Prompt:
Filter on the word "wall": copy each matching line from the listing below.

Data supplied:
'''

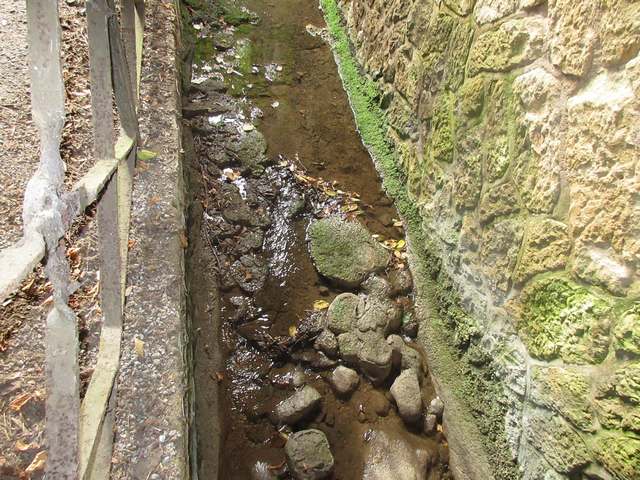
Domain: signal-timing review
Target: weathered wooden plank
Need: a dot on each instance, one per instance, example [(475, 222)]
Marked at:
[(18, 261), (46, 213), (122, 81), (128, 22), (98, 12), (92, 437)]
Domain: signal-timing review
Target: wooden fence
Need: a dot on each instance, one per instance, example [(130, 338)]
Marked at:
[(80, 436)]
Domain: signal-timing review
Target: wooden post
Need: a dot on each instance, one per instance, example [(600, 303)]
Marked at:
[(46, 213)]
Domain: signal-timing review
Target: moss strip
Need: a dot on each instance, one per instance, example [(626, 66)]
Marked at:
[(477, 397)]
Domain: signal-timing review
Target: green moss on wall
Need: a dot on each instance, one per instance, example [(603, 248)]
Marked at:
[(450, 330), (564, 320)]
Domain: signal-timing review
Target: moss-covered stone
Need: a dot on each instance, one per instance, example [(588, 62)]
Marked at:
[(546, 248), (560, 445), (479, 410), (561, 319), (511, 44), (626, 334), (627, 382), (344, 251), (619, 453), (442, 128), (565, 391), (461, 7), (471, 97), (497, 201)]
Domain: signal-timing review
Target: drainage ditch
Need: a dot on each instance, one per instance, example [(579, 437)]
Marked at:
[(278, 179)]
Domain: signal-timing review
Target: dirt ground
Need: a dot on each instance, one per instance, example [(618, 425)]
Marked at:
[(22, 316)]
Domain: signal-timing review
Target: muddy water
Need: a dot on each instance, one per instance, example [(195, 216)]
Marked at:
[(290, 76)]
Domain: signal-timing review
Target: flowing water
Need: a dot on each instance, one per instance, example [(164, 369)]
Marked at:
[(286, 81)]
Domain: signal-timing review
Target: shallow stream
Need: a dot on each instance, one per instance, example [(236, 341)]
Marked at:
[(269, 74)]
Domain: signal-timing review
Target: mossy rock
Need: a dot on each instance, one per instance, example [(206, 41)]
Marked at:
[(343, 313), (345, 252), (561, 319), (620, 454), (566, 392), (560, 445), (249, 151), (626, 333)]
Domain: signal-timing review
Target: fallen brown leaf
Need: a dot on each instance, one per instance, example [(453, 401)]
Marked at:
[(19, 402), (38, 462)]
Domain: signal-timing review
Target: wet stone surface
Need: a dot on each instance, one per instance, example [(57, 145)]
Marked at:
[(309, 354)]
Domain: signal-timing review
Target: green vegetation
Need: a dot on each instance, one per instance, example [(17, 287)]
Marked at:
[(450, 328), (563, 319)]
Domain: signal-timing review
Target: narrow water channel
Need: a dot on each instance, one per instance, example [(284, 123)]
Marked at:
[(274, 148)]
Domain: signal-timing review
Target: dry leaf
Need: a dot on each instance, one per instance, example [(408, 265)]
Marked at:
[(23, 447), (184, 241), (320, 305), (19, 402), (231, 174), (37, 463), (138, 345), (146, 155)]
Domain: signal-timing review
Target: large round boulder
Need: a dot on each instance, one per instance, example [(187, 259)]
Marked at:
[(345, 252), (308, 455)]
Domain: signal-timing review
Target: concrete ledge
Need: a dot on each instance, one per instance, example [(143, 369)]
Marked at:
[(151, 439)]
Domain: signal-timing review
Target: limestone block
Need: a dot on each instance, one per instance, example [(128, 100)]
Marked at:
[(619, 453), (498, 201), (546, 248), (513, 43), (573, 36), (560, 319), (565, 391), (500, 245), (560, 445), (626, 333), (461, 7), (620, 31), (487, 11)]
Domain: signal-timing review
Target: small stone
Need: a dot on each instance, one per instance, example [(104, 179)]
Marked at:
[(345, 380), (308, 455), (343, 313), (349, 345), (380, 314), (405, 356), (327, 342), (316, 360), (379, 403), (430, 423), (374, 356), (344, 251), (376, 286), (298, 406), (406, 393), (401, 282), (436, 407)]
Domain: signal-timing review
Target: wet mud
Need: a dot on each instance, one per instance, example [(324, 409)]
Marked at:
[(271, 146)]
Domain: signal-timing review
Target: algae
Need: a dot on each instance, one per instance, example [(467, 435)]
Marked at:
[(481, 397)]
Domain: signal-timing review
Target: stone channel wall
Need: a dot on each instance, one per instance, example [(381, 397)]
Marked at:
[(516, 124)]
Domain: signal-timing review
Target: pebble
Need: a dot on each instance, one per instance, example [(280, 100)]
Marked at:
[(309, 455), (406, 393), (298, 406), (436, 407), (344, 380)]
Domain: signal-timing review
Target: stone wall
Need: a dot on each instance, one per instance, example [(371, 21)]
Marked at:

'''

Your solution:
Target: green moss on wall
Target: stone channel wall
Target: stone wall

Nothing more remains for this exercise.